**WHAT IS BEING ASKED:**
In the data below, take the part that opens with the line containing "Would you point out the center" and runs through the end of the data. Rewrite every line of that part, keeping the text lines unchanged, and shift each coordinate value up by 41.

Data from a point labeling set
━━━━━━━━
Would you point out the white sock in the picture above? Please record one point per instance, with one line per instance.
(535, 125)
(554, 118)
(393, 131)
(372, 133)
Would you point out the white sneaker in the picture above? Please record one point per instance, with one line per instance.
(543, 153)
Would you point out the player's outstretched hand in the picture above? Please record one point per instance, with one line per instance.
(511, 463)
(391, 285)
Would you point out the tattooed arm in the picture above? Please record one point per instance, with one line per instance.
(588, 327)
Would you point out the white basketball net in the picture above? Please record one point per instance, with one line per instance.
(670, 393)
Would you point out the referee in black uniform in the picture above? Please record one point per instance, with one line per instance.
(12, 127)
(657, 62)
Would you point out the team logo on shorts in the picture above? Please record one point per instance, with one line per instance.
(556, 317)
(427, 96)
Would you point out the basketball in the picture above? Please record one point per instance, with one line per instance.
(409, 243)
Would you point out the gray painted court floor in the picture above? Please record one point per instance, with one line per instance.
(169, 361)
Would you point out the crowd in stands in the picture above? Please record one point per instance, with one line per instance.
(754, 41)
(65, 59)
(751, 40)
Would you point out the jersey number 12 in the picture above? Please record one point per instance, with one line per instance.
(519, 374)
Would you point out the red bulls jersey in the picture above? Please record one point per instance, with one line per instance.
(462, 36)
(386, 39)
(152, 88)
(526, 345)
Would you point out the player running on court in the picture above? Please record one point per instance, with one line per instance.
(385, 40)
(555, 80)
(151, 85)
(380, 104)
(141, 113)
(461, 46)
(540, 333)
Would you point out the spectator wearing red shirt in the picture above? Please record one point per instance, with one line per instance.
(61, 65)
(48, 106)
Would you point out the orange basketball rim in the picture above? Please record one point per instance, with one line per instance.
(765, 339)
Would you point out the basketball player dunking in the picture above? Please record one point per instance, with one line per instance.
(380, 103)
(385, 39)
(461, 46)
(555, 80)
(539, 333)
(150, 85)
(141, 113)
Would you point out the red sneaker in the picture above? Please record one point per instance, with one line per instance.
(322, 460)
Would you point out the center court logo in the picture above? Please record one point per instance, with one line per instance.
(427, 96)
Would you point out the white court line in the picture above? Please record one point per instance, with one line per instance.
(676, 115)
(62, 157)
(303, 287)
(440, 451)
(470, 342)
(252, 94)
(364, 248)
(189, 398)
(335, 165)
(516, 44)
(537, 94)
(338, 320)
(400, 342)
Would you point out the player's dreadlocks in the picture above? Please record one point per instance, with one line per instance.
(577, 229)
━━━━━━━━
**EXERCISE OUTPUT:**
Would you point out the center court logo in the picture above? Please record one point per instance, with one line per instance.
(468, 137)
Would you point out the white court line in the picture above? Please record one point per instance, with one line per instance.
(717, 156)
(103, 198)
(344, 328)
(481, 492)
(511, 383)
(293, 135)
(405, 289)
(230, 439)
(376, 206)
(557, 85)
(578, 135)
(379, 361)
(441, 383)
Would you point out the player's dreadlocks in the picture above? Please record one point per instance, with one line per instance.
(618, 270)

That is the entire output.